━━ EXTRACTED DATA ━━
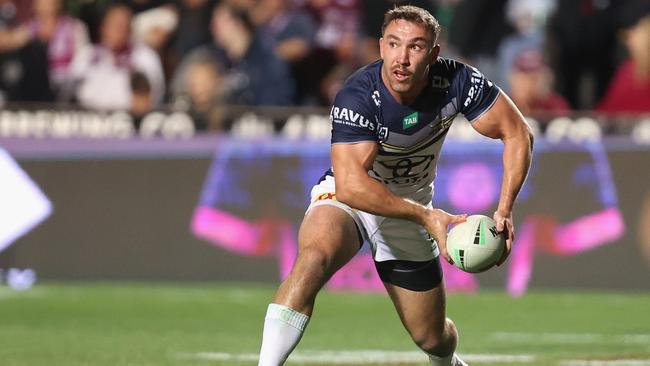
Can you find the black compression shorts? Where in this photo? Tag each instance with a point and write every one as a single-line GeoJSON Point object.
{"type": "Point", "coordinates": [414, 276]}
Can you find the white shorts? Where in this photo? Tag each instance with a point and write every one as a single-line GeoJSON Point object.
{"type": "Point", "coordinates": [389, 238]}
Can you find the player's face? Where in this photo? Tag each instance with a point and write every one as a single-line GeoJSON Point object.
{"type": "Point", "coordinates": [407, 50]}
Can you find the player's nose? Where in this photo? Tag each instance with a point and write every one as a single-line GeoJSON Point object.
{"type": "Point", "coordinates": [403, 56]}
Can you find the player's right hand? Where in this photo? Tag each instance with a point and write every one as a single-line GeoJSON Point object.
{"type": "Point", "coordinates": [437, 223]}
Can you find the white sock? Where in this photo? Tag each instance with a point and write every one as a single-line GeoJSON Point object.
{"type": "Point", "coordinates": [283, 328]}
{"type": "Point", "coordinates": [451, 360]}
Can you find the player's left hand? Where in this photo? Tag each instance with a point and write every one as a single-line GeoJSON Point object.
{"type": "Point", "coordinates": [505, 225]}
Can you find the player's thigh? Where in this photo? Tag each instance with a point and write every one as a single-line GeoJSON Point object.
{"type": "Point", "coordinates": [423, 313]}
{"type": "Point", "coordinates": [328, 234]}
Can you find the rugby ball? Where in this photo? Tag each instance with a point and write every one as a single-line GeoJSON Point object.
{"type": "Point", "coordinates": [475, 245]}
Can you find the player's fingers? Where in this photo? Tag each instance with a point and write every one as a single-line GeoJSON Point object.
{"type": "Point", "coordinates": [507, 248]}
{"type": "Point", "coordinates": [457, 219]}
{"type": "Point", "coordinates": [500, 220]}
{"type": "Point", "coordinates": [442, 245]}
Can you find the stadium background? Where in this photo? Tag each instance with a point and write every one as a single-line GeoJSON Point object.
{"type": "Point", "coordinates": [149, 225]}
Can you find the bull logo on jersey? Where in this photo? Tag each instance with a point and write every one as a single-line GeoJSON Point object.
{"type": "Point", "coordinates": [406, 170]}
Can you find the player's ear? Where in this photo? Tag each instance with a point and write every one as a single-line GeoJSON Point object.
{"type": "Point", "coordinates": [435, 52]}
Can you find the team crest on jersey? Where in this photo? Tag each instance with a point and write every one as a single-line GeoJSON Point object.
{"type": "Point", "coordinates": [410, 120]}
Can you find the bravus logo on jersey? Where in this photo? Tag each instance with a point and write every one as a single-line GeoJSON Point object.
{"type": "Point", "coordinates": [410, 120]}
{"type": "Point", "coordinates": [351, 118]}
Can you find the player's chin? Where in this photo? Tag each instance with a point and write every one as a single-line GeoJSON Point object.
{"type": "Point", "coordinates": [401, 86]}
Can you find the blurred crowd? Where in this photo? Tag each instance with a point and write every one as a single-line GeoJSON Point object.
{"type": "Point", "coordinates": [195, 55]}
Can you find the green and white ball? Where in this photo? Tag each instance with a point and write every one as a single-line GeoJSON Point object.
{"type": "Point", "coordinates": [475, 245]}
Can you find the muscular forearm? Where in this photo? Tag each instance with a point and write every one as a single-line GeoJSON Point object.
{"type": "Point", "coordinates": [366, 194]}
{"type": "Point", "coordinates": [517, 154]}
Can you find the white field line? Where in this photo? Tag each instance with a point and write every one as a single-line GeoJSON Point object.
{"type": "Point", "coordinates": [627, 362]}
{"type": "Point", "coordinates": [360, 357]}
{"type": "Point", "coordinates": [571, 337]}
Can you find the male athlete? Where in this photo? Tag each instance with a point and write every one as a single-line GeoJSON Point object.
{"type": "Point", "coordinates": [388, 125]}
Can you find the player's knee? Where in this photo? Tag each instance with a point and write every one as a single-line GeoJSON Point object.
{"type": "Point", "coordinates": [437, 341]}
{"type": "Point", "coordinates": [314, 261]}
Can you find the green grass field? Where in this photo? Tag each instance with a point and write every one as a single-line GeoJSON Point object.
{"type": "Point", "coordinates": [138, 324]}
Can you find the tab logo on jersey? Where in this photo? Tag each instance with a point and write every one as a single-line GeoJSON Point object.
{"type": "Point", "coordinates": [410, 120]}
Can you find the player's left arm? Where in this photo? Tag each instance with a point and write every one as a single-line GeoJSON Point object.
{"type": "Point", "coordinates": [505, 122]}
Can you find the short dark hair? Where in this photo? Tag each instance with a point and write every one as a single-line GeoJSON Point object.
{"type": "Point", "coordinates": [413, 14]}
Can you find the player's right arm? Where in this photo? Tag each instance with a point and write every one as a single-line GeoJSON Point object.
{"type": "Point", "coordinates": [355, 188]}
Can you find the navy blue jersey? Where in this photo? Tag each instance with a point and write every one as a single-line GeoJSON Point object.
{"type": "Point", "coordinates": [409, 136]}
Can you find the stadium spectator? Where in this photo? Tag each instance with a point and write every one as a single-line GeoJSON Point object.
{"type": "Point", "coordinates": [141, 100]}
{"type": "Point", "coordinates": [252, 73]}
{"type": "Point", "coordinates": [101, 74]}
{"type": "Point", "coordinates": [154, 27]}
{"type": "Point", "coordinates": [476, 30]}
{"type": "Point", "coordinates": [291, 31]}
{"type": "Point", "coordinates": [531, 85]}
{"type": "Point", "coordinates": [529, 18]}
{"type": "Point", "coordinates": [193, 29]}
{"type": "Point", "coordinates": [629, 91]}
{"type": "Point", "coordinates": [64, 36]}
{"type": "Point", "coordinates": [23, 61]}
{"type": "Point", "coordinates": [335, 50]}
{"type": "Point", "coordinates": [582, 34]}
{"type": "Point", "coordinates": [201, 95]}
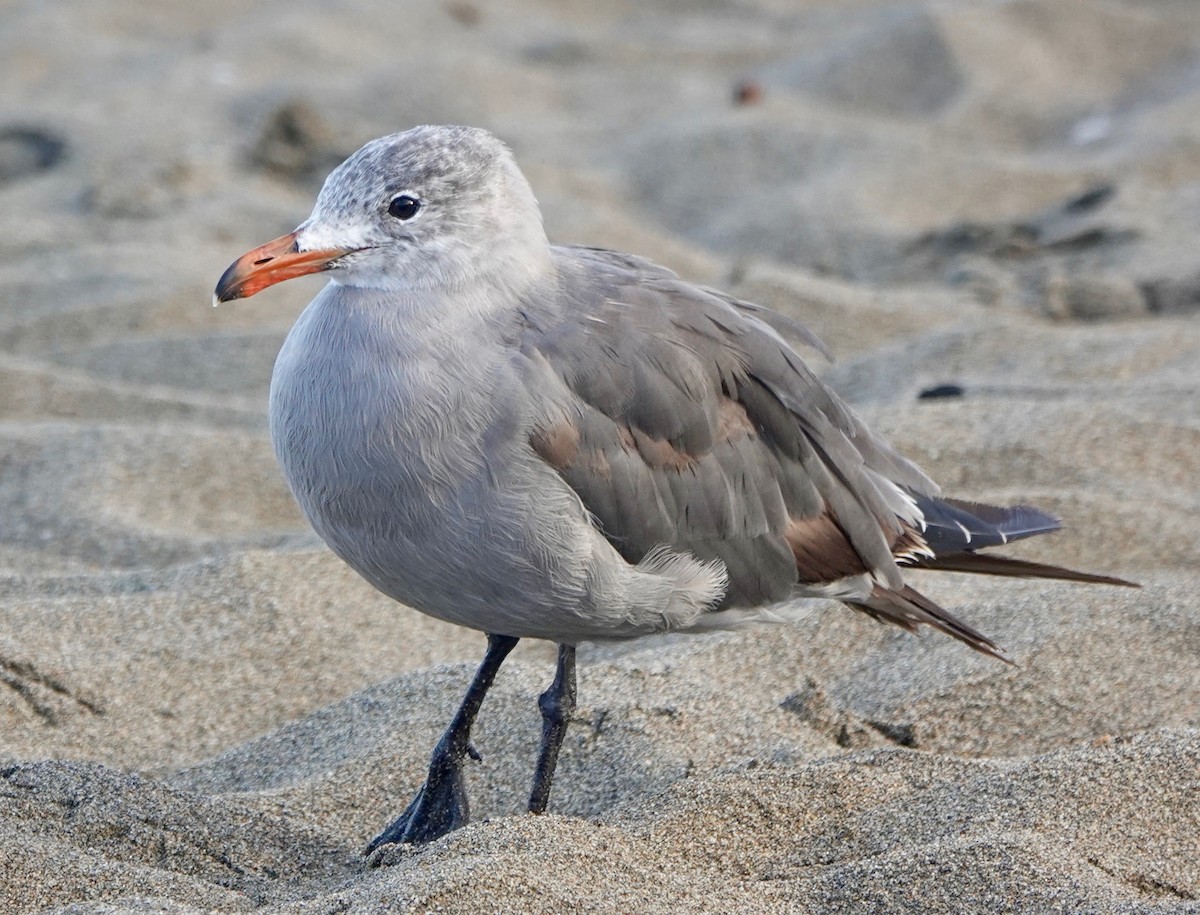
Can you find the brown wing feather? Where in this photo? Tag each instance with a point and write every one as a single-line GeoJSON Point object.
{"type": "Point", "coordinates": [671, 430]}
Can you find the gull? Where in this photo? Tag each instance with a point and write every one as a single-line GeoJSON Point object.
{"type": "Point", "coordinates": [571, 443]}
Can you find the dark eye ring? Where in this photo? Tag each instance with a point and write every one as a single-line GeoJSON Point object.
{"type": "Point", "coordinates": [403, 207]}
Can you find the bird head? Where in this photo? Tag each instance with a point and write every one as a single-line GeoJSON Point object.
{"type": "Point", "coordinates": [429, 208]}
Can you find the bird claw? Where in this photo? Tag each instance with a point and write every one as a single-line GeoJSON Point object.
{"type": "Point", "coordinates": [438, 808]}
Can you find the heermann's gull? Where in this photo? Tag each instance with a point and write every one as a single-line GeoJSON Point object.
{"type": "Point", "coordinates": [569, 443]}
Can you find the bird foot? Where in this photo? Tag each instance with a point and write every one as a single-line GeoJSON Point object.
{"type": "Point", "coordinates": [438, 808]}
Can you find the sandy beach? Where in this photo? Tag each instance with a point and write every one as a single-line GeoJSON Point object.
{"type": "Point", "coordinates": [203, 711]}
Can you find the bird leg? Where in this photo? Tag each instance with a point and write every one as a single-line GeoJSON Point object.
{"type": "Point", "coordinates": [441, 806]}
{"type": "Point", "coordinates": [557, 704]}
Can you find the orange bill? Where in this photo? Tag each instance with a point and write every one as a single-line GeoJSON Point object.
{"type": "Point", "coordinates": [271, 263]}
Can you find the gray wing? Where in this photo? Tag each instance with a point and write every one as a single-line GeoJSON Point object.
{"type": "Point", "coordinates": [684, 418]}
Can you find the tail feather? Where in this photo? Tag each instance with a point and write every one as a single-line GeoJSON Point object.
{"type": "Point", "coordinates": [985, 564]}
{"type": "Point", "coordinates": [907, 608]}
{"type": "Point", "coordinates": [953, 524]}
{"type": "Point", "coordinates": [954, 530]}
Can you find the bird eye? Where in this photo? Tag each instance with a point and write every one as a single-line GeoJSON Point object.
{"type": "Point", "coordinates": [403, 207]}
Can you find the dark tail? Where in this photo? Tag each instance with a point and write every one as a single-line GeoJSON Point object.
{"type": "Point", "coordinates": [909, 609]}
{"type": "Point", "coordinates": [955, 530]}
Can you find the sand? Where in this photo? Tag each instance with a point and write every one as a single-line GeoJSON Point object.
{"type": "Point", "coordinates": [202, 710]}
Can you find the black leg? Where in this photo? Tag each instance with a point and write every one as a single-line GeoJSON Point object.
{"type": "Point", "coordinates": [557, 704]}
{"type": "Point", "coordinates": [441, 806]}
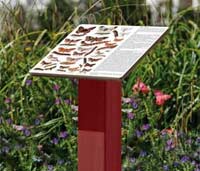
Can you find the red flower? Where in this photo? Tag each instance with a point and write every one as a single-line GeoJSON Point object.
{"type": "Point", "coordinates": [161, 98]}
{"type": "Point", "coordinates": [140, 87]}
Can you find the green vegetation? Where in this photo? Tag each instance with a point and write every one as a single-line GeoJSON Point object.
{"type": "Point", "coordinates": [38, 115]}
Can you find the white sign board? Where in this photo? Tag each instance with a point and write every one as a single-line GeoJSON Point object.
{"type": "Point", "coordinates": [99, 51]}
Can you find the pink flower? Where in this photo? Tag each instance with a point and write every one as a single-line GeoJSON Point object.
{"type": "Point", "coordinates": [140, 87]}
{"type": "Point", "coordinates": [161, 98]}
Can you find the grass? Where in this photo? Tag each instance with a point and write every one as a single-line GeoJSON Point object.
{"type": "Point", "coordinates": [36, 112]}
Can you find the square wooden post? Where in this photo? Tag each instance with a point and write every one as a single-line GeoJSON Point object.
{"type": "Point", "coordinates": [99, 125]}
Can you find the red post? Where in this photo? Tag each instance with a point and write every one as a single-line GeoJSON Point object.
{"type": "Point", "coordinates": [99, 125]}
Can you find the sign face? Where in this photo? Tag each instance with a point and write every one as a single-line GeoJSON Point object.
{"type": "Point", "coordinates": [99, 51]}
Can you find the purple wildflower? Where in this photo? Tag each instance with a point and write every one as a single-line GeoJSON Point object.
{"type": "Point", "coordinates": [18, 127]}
━━━
» **WHAT IS EXPECTED**: Rewrite the lines from the one containing "Can you find the purple" through the end of the entries, requests included, and increase each coordinate in the answers by 115.

» **SOLUTION TO THIS TASK**:
Can you find the purple wildflower? Where in this photo? Tag each instance with a point and write every one as a single-line GeoJSON Point object.
{"type": "Point", "coordinates": [133, 242]}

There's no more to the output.